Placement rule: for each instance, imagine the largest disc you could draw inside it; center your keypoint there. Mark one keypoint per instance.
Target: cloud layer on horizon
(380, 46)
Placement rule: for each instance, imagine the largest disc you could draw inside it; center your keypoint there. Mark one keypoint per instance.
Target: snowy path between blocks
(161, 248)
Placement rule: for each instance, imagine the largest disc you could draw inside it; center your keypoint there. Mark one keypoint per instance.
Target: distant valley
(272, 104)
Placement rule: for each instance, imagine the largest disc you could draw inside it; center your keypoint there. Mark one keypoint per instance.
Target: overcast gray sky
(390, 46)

▸ Assignment
Copy out every line from the one containing "Target: snowy path between blocks" to the end of the material, both ends included.

▸ Exercise result
Target: snowy path between blocks
(161, 248)
Placement rule: for each instance, imagine the largest disc you could draw inside it; center your keypoint there. Mark one keypoint per instance.
Target: distant valley
(272, 104)
Placement rule: for each instance, imagine the largest disc you could draw inside it; center your keypoint there. Mark one keypoint per instance.
Target: overcast gray sky
(390, 46)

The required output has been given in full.